*** Selected extract ***
Four years ago, we undertook a strategic evaluation exercise for one of our clients. As part of the executive summary in the final presentation deck, we used the “stake in the ground” image shown below.
I took quite a bit of heat from our internal Citisoft project team when I first proposed using the image—it’s flippant, and not hugely attractive. I was encouraged to use something a little softer, cleaner. In the end, we used the slide and it elicited a considerable amount of laughter, and then discussion. In the years since, we’ve re-used the same image with much the same response. So what is it about the “stake in the ground” slide?
It speaks to a trap many fall into with RFP or RFI exercises. Historically, asset management firms would produce a spreadsheet with 4,000 identified requirements spread across 20 different focus areas with some sort of weighting process layered on top. The RFP is delivered to the identified vendors and service providers, and most of the 4,000 items receive a check mark.
Having a detailed set of requirements is important, but adding a “stakes in the ground” approach to RFIs and RFPs forces us to identify the real problems we are trying to solve. The core elements we want to deliver. The key focus areas.
It’s a lot more difficult than it seems. As many great writers have quipped: “If I had more time, I would have written you a shorter letter.” Take the time. A “stakes in the ground” approach forces discussion and hard conversations with key stakeholders and that’s what we need to do. If we walk into a vendor or service provider with a 4,000 line requirements document, we give that organization free reign to rattle off all of the bells and whistles that come with their platform. Pretty soon we have lost track of what we are really looking for.
*** End of Selected extract ***
*** Supplied material ***
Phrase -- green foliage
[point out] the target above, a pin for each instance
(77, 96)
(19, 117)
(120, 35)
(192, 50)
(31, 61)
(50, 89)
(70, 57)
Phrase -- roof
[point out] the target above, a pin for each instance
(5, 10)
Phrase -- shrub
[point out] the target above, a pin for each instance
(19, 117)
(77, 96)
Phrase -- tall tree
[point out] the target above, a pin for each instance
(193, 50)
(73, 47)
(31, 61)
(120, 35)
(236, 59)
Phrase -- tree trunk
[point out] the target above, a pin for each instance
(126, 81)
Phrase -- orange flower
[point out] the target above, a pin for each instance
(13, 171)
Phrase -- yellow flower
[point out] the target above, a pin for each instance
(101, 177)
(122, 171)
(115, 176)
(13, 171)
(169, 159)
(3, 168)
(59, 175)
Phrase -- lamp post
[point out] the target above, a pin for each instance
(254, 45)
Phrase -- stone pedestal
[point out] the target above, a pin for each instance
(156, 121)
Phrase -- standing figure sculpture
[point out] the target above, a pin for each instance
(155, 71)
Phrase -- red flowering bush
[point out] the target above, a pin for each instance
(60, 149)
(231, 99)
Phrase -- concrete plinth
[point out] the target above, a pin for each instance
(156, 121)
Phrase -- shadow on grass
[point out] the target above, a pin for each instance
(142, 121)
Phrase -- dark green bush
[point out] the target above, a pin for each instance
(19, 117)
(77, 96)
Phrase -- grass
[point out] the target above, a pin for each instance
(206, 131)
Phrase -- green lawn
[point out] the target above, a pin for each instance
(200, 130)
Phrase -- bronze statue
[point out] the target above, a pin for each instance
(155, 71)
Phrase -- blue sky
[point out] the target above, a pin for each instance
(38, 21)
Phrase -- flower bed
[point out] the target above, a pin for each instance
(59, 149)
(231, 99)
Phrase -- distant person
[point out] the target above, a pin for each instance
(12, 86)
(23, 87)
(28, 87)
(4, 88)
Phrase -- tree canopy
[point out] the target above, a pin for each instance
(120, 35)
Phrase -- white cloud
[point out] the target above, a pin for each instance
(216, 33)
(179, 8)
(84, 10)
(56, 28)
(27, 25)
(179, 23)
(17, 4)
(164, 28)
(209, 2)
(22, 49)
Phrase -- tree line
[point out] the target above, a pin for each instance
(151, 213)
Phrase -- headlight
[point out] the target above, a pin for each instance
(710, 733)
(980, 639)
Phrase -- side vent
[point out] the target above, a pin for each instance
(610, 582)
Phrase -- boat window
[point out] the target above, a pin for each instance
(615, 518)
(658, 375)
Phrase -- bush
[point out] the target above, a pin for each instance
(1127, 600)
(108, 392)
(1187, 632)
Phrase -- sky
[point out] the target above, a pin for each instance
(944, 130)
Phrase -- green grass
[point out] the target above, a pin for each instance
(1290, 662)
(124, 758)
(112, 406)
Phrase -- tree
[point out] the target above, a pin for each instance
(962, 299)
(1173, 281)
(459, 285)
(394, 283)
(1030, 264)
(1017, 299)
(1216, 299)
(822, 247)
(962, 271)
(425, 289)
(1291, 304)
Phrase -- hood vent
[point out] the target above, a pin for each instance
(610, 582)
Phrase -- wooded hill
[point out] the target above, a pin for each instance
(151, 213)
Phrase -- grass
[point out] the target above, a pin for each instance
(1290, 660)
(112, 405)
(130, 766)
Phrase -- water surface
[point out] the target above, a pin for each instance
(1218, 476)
*** End of Supplied material ***
◆ Aim of the task ◆
Restate the article on RFP exercises between "I took quite" and "a check mark.", inclusive, swapping "image" for "graphic".

◆ Output ◆
I took quite a bit of heat from our internal Citisoft project team when I first proposed using the graphic—it’s flippant, and not hugely attractive. I was encouraged to use something a little softer, cleaner. In the end, we used the slide and it elicited a considerable amount of laughter, and then discussion. In the years since, we’ve re-used the same graphic with much the same response. So what is it about the “stake in the ground” slide?
It speaks to a trap many fall into with RFP or RFI exercises. Historically, asset management firms would produce a spreadsheet with 4,000 identified requirements spread across 20 different focus areas with some sort of weighting process layered on top. The RFP is delivered to the identified vendors and service providers, and most of the 4,000 items receive a check mark.